Below is a listing; reproduce each line of it exactly.

##### Records #####

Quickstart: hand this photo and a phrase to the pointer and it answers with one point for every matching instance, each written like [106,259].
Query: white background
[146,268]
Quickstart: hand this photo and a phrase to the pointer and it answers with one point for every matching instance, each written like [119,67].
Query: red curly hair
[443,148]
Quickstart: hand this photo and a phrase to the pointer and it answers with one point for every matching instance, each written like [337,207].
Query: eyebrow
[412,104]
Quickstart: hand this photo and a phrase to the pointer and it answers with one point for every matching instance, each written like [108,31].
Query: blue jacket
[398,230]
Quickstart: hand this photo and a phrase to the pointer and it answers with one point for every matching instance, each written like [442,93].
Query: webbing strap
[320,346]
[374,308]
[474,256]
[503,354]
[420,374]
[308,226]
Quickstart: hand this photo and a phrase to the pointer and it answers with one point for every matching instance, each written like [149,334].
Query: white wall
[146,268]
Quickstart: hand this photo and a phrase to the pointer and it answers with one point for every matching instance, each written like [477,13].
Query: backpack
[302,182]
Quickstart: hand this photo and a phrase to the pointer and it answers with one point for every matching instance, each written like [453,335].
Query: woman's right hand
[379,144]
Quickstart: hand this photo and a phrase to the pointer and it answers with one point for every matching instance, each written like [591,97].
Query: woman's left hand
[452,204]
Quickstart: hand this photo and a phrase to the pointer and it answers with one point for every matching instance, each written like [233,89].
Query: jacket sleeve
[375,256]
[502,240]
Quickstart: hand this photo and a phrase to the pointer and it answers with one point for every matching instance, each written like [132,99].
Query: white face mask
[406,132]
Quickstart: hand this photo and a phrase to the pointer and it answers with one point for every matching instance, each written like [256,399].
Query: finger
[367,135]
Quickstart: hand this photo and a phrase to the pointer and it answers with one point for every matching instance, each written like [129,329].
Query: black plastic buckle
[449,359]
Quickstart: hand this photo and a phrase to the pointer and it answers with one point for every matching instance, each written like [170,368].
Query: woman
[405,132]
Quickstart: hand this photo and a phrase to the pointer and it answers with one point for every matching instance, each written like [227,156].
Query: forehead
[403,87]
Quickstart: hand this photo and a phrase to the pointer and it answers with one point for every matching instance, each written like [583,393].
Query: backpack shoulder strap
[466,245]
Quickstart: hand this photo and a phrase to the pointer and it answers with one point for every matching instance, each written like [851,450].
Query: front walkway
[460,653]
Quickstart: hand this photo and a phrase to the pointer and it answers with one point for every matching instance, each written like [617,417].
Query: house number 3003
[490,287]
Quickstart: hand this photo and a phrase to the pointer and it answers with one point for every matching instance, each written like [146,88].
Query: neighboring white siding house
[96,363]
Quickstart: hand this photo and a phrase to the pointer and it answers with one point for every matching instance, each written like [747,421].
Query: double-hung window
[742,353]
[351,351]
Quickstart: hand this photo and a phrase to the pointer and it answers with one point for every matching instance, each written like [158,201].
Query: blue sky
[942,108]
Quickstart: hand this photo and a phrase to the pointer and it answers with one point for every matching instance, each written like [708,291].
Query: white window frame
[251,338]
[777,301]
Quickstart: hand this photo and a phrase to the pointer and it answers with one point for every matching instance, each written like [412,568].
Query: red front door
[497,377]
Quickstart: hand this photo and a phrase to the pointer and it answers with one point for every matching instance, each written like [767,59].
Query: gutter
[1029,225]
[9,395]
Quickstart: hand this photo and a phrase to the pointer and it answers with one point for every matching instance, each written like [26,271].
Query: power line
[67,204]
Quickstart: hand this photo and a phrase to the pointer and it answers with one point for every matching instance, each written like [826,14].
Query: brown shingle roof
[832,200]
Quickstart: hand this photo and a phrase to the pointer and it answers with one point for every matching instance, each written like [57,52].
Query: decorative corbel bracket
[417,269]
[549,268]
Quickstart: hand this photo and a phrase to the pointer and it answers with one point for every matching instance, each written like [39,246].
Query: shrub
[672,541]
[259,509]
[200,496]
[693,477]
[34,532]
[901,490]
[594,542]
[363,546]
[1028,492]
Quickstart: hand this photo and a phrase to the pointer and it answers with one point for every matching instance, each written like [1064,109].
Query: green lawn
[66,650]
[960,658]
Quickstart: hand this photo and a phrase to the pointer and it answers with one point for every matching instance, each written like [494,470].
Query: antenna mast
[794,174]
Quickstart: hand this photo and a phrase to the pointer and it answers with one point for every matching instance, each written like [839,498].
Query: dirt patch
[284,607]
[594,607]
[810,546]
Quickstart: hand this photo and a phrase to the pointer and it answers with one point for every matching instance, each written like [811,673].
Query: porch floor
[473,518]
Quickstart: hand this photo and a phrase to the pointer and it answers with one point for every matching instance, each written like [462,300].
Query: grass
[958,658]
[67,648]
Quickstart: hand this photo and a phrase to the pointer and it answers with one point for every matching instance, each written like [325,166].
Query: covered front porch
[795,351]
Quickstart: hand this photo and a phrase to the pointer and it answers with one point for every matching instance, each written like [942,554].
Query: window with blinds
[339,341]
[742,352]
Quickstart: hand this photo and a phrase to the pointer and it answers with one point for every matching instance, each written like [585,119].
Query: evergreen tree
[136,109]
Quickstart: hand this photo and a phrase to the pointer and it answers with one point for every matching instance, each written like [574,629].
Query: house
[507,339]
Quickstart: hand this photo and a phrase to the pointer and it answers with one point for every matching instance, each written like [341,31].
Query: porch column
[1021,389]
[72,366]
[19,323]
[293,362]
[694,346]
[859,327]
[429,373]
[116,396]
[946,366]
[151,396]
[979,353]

#####

→ **Result below**:
Quickstart: hand this photo and a phrase to the pointer and it answers with one point for every matching instance, each written like [106,259].
Query: white background
[146,268]
Quickstart: hand this photo and a phrase to the pointer and it answers with one point for every matching instance, each written like [119,67].
Query: red curly hair
[443,148]
Quickstart: hand this photo and a phrase to the pointer and it answers with one point for every matching instance, each written like [337,207].
Query: eyebrow
[412,104]
Quickstart: hand this photo and a phrase to the pointer and it answers with one point for every matching instance, each written like [108,31].
Query: blue jacket
[398,230]
Quickstart: hand this photo and a phrase to the pointer and it answers with one point for every matching instance, each written like [442,93].
Query: webbing strap
[320,346]
[374,308]
[474,256]
[503,354]
[420,374]
[308,226]
Quickstart: hand this photo and a phrase to the pointer and it answers with one point for every matching instance, each written like [149,334].
Query: white wall
[146,268]
Quickstart: hand this photo and a phrase to the pointer and it answers with one point for every matching instance, each written like [477,13].
Query: backpack
[302,182]
Quickstart: hand this photo and a phrase to the pointer and it answers with one point for every matching instance, each written like [453,335].
Query: woman's right hand
[379,144]
Quickstart: hand this photo and a phrase to the pointer and it answers with one point for every matching instance, each written like [591,97].
Query: woman's left hand
[452,204]
Quickstart: hand this photo and a phrase to the pointer and it answers with one point for every matching instance, each written like [233,89].
Query: jacket sleeve
[375,256]
[502,240]
Quickstart: hand this photo and a phrase to the pointer and it answers with one point for every matching instance, each written like [132,99].
Query: white face mask
[406,132]
Quickstart: hand this photo and a phrase to the pointer and it answers with one point for every matching instance, each written like [256,399].
Query: finger
[367,135]
Quickstart: hand this photo and a phrase to the pointer and it answers with one point for every matching instance, each written like [129,329].
Query: black plastic buckle
[449,359]
Quickstart: hand this photo and a phrase to the pointer and it answers with one point for every matching instance, each written like [170,368].
Query: woman
[405,132]
Quickstart: hand this photo and a phrase to the pointer and it answers with one point for every matching instance, each written like [227,156].
Query: forehead
[403,87]
Quickstart: hand this photo and a phrase to the pointer and it answers with one point for every matching instance, each written like [583,393].
Query: backpack shoulder strap
[466,245]
Quickstart: hand this photo and a phrase to the pointer and it answers with one point for every matching instance, each written like [851,450].
Query: front walkway
[460,653]
Quickstart: hand this photo and a phrase to the pointer and it answers with one point for every matching instance, each written like [617,417].
Query: house number 3003
[490,287]
Quickstart: hand this photo and a phrase to the pointer and it answers with one point for every matching instance, each written like [146,88].
Query: neighboring white siding house
[96,363]
Quickstart: hand this photo and a phrase to the pointer and it answers with one point for every matching instance, each written like [747,421].
Query: double-hung window
[742,353]
[351,351]
Quickstart: hand this photo and a phrase to the pointer and it answers with one point for every matching instance, each written like [158,201].
Query: blue sky
[942,108]
Quickstart: hand this photo and a phrase to the pointer and it answers with one point for every matching instance, each written like [708,291].
Query: white window frame
[251,338]
[777,301]
Quickstart: hand this photo and a phrase to the pointer and it answers with one point for every matching instance, each written like [412,568].
Query: red front door
[497,377]
Quickstart: hand this photo and a phrase to the pointer and it answers with one point for every matching instance, each written like [767,59].
Query: gutter
[1029,225]
[9,395]
Quickstart: hand this photo and a phrase to the pointer and it answers with one point for every matching instance, each written like [26,271].
Query: power line
[67,204]
Quickstart: hand this photo and a phrase to the pointer and it answers with one point for every matching instance, each written like [826,14].
Query: brown shingle roof
[832,200]
Quickstart: hand this photo and a phrase to the pointer and it answers with one point for every matching instance, each written like [57,52].
Query: decorative corbel bracket
[417,269]
[549,268]
Quickstart: hand this photo and a phrase to the pointer and it answers with one point for every matching instance, each written like [39,246].
Query: shrub
[672,541]
[259,509]
[200,496]
[693,477]
[34,532]
[901,490]
[594,542]
[363,546]
[1028,492]
Quickstart: hand this photo and a phrase to the pointer and it answers with one point for every matching instance, each written like [1064,109].
Query: green lawn
[66,650]
[960,658]
Quickstart: hand this photo and a phrase to the pointer and it answers with one point for every matching instance, each written like [494,470].
Query: antenna mast
[794,174]
Quickstart: hand this photo and a phrase to the pointer and it answers with one point for every matching instance, each written like [839,498].
Query: dirt patch
[284,607]
[594,607]
[810,546]
Quickstart: hand this photo and a phrase to the pointer and it answers with one point for every matching instance, each written like [811,673].
Query: porch floor
[473,518]
Quickstart: hand this photo and a phrase to the pointer and it answers with one point for every matching instance, each written like [462,300].
Query: grass
[958,658]
[67,648]
Quickstart: hand this photo and a phrase to the pointer and it answers with one point for every matching instance, each written like [325,166].
Query: covered front porch
[795,351]
Quickstart: hand this photo and a phrase to the pointer and it answers with one point for every matching instance, each written like [942,554].
Query: window with blinds
[339,341]
[742,352]
Quickstart: hand this photo and a phrase to the pointer and it answers with one point for every matching instance, each written like [585,119].
Query: evergreen tree
[136,109]
Quickstart: hand this photo and a phrase to the pointer and it answers with one point for every matching instance, each written like [574,629].
Query: house
[507,339]
Quickstart: hand this photo and a phrase to the pointer and it answers with one point for every matching instance, each written like [341,31].
Query: porch column
[1021,389]
[72,366]
[19,323]
[293,362]
[694,346]
[859,327]
[429,373]
[116,396]
[946,366]
[151,396]
[979,353]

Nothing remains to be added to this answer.